**Exercise requirements:** As the answer, give a copy of each line below that includes the word "this".
*** Record set Section Begins ***
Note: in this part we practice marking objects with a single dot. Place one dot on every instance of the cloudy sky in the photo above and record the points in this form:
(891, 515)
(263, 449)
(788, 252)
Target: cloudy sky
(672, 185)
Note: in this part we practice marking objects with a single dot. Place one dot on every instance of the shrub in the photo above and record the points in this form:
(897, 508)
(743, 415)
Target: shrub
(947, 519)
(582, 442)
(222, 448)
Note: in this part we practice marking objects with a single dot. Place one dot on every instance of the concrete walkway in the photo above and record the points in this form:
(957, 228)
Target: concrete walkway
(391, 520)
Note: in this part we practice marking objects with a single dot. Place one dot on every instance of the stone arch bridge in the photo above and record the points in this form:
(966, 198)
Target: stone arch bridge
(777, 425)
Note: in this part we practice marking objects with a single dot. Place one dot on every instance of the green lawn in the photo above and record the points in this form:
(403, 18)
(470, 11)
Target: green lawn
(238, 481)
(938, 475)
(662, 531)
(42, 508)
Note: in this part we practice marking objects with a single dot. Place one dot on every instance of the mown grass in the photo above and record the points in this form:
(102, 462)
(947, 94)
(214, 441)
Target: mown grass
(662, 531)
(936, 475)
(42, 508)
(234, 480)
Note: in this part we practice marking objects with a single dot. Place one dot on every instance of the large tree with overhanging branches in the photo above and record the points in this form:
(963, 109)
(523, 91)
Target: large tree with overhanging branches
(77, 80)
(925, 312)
*** Record set Section Ends ***
**Result below:**
Note: in this part we practice marking objects with a single dot. Place one dot on every instance of the cloudy sky in the photo above and record the points in this form:
Note: in this part we practice marking objects with a single dot. Place one dot on every instance of the shrub in the photo above and record the points in this form:
Note: in this part we practice marking objects with a single dot. Place one dot on every instance of the concrete walkway in the photo above and record the points in this form:
Note: in this part we practice marking objects with a single dot. Place one dot on every instance of the stone arch bridge in the photo above and record the points in this form:
Note: in this part we practice marking objects with a single dot. Place one dot on every instance of the green lawn in the photo above and record the points in this form:
Note: in this part we practice marking objects with a single dot. Place one dot on every instance of the mown grass in the photo above and record the points in this form:
Note: in this part we practice marking objects with a single dot. Place one dot on every instance of the large tree with overhanging branches in the photo above and record the points in this form:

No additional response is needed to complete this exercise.